### Goal of the exercise
Count the lines in the material below that contain the string "stem", with uppercase and lowercase treated as different. Reply with the number alone.

### Information given
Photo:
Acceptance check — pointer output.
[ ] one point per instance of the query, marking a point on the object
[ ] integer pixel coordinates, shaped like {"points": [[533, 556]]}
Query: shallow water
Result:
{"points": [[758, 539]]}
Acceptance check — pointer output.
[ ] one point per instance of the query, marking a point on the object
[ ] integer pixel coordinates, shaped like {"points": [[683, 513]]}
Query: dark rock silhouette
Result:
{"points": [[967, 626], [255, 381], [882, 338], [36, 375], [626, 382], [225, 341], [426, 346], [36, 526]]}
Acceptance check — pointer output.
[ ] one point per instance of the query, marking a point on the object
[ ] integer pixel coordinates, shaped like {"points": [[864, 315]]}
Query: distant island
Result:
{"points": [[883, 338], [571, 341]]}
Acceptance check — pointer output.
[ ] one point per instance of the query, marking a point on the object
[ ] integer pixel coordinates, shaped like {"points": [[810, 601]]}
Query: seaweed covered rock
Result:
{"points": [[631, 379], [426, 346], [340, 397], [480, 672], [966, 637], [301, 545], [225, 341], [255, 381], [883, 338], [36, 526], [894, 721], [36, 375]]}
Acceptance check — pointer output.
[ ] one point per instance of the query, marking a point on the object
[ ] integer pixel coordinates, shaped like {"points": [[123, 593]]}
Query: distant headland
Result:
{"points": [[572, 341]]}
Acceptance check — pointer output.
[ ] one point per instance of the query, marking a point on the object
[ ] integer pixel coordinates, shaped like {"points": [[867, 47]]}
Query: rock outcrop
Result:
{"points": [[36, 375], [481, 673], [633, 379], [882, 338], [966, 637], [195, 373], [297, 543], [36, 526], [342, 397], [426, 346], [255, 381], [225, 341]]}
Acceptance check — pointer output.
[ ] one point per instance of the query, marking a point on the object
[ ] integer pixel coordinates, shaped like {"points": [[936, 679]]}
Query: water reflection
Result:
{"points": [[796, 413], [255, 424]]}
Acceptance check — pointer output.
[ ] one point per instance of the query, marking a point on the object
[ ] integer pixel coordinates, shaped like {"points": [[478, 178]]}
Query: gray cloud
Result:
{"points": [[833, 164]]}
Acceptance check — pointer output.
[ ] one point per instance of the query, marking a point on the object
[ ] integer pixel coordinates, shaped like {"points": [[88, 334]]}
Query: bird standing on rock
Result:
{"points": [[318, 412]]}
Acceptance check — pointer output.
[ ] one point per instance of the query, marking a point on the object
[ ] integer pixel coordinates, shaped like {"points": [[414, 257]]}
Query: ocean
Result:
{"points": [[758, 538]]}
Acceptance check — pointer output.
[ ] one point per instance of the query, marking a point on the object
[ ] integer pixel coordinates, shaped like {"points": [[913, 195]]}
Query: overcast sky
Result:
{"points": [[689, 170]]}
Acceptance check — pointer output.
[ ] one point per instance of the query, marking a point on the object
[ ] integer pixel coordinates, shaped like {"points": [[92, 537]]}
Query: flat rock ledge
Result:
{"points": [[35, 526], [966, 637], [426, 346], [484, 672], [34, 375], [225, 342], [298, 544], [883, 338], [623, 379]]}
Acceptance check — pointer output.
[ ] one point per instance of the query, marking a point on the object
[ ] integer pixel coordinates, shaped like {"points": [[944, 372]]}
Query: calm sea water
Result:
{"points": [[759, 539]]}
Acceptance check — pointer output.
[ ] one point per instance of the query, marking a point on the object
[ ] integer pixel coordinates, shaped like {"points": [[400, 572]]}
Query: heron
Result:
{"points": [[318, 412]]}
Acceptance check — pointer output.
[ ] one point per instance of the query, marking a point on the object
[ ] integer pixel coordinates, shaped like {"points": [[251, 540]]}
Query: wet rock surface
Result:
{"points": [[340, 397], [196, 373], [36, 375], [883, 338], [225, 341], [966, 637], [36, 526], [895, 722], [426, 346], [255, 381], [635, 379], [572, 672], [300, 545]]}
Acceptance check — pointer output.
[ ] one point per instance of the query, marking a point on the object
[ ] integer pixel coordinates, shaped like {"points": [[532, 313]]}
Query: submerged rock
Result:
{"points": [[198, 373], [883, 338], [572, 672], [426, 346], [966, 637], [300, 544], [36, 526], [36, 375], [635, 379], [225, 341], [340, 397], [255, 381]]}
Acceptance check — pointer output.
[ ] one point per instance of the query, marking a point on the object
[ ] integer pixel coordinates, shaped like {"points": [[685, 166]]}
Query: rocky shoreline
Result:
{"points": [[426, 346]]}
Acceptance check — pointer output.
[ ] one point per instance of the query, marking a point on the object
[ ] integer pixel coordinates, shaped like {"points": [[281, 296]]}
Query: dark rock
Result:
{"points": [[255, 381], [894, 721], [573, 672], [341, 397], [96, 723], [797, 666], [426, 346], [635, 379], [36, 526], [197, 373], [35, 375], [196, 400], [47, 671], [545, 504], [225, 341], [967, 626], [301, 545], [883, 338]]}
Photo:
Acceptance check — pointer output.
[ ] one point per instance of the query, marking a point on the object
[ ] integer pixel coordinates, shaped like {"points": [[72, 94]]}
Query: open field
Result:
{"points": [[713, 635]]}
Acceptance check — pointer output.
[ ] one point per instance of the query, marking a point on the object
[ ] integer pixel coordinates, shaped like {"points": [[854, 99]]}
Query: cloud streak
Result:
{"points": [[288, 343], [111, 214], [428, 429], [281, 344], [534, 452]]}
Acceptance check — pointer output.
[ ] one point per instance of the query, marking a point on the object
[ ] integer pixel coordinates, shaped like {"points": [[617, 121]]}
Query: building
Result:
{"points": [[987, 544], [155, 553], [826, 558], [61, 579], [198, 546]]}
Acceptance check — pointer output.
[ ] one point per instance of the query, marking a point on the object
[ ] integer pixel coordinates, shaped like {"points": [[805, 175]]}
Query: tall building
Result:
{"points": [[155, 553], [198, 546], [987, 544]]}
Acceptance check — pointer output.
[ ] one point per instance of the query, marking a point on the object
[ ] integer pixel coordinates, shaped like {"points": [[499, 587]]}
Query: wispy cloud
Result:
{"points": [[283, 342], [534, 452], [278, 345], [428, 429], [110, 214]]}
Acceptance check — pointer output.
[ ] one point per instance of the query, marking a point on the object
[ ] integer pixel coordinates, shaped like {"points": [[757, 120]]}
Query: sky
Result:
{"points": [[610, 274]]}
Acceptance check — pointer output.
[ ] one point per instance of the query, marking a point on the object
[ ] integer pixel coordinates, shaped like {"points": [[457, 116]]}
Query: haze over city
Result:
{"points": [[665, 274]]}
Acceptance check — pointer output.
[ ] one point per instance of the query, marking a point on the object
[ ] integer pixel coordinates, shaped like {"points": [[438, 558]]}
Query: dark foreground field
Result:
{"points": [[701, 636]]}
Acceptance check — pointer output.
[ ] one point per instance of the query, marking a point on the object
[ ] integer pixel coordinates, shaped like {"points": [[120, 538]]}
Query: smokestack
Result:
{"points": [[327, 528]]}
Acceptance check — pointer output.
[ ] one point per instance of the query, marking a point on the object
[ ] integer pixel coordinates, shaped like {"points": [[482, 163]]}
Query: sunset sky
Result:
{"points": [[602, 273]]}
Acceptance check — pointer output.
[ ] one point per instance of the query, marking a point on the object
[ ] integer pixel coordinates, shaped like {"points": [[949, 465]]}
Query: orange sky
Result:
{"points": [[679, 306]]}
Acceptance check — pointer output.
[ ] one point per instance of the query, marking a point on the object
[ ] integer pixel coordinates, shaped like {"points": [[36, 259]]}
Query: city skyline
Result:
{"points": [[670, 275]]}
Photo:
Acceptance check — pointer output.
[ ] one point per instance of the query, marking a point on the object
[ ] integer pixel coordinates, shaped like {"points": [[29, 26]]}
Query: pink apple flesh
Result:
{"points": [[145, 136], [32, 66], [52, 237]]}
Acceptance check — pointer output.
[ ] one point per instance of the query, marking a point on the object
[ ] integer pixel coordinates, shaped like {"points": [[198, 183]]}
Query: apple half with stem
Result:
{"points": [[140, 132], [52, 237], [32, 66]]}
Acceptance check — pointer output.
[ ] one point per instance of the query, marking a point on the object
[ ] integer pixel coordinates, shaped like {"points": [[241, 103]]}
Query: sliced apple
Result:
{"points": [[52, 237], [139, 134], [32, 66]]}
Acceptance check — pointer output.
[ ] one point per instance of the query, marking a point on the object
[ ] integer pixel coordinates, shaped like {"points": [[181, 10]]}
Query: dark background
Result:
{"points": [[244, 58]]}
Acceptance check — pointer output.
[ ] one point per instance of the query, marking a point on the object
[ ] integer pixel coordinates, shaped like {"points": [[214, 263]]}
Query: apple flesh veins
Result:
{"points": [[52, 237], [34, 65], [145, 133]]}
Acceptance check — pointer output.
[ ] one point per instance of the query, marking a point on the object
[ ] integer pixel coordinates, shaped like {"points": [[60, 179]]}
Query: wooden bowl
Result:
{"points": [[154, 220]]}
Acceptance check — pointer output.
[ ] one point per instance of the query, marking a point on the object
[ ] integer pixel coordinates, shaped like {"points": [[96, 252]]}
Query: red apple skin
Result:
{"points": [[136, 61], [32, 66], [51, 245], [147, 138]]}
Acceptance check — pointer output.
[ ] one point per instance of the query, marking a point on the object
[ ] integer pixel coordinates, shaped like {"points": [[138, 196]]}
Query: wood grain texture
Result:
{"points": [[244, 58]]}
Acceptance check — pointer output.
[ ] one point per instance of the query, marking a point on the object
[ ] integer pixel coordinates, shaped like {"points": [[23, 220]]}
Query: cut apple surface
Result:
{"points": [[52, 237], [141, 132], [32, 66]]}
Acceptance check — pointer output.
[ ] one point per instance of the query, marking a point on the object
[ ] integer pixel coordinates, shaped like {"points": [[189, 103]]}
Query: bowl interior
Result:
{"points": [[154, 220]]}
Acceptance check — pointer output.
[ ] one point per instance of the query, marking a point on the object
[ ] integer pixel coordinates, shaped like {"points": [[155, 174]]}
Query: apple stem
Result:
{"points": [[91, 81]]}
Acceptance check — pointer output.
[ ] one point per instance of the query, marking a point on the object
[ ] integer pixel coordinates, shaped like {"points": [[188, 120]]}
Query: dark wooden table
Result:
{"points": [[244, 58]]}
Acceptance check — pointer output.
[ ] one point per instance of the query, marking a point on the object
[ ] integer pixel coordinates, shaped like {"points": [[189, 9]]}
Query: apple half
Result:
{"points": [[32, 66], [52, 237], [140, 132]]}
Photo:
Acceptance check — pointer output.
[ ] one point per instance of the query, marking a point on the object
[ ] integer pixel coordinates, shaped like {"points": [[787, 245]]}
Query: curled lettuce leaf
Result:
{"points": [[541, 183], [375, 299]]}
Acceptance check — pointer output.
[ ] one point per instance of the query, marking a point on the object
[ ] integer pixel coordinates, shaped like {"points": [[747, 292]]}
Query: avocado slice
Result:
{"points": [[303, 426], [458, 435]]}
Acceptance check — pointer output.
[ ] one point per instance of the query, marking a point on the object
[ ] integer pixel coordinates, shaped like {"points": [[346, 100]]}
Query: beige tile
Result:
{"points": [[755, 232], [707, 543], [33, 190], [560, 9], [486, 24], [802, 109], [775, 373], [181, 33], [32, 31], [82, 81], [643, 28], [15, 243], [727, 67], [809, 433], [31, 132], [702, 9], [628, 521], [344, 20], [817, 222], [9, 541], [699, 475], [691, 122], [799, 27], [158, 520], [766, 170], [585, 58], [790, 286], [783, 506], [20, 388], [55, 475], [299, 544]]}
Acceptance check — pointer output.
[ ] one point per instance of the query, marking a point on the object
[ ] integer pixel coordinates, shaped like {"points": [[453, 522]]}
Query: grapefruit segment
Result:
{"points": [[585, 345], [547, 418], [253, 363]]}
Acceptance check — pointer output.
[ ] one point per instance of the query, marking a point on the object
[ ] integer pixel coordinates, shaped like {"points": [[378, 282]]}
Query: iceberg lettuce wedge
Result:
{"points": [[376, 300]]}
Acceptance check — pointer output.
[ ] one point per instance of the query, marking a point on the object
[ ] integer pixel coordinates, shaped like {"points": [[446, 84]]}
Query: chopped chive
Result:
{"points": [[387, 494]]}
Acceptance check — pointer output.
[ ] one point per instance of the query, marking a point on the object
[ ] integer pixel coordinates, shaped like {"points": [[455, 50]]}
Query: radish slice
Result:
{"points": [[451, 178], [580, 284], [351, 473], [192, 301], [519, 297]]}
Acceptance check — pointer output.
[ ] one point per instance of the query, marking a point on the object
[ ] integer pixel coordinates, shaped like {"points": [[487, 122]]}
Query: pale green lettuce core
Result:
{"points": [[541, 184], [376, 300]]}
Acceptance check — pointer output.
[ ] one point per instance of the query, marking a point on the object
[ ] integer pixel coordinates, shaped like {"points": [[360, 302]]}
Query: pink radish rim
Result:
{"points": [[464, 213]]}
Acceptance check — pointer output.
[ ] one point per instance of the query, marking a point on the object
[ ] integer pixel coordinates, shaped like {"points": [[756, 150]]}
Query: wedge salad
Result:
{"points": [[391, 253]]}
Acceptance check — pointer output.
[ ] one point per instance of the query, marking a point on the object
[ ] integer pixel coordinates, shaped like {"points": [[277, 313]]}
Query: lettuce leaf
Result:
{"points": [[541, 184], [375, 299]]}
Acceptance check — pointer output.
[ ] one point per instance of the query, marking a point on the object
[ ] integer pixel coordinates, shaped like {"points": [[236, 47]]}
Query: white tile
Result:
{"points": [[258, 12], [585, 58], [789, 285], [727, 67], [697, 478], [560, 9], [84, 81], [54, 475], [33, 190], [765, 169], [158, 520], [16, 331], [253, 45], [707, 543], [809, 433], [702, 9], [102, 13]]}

### Complete response
2